> [Document section]:
-- begin --
SECURITIES AND EXCHANGE COMMISSION

Washington, D.C.  20549

 

FORM 8-K

 

CURRENT REPORT

PURSUANT TO SECTION 13 OR 15(D) OF THE SECURITIES EXCHANGE ACT OF 1934

 

Date of Report (Date of earliest event reported): June 15, 2010 (June 14, 2010)

 

Behringer Harvard Multifamily REIT I, Inc.

(Exact Name of Registrant as Specified in Its Charter)

 

Maryland

 

000-53195

 

20-5383745

(State or other jurisdiction of incorporation or organization)

 

(Commission File
Number)

 

(I.R.S. Employer
Identification No.)

 

15601 Dallas Parkway, Suite 600, Addison, Texas

75001

(Address of principal executive offices)

(Zip Code)

 

(866) 655-3600

(Registrant’s telephone number, including area code)

 

None

(Former name or former address, if changed since last report)

 

Check the appropriate box below if the Form 8-K filing is intended to simultaneously satisfy the filing obligation of the registrant under any of the following provisions:

 

o    Written communications pursuant to Rule 425 under the Securities Act (17 CFR 230.425)

 

o    Soliciting material pursuant to Rule 14a-12 under the Exchange Act (17 CFR 240.14a-12)

 

o    Pre-commencement communications pursuant to Rule 14d-2(b) under the Exchange Act (17 CFR 240.14d-2(b))

 

o    Pre-commencement communications pursuant to Rule 13e-4(c) under the Exchange Act (17 CFR 240.13e-4(c))

 

 

 



 

Item 1.01               Entry into a Material Definitive Agreement.

 

Fourth Amended and Restated Advisory Management Agreement

 

On June 14, 2010, Behringer Harvard Multifamily REIT I, Inc. (which may be referred to herein as the “Registrant,” “we,” “our” or “us”) and Behringer Harvard Multifamily Advisors I, LLC, our advisor, entered into the Fourth Amended and Restated Advisory Management Agreement (the “Amended and Restated Agreement”), which is effective July 1, 2010 and amends and restates the Third Amended and Restated Advisory Management Agreement dated January 29, 2010.
-- end --
> [Given material]:
-- begin --
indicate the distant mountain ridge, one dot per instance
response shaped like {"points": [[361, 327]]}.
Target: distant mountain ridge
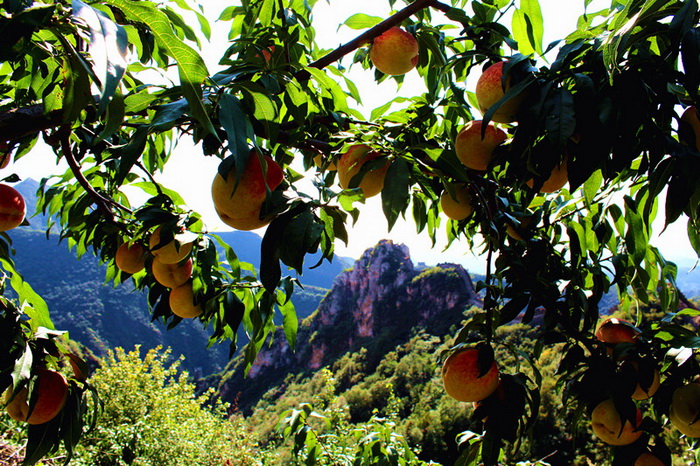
{"points": [[377, 305], [103, 317]]}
-- end --
> [Exercise details]:
According to the Form 8-K report, on what date does the Fourth Amended and Restated Advisory Management Agreement take effect?

> [Answer to the problem]:
July 1, 2010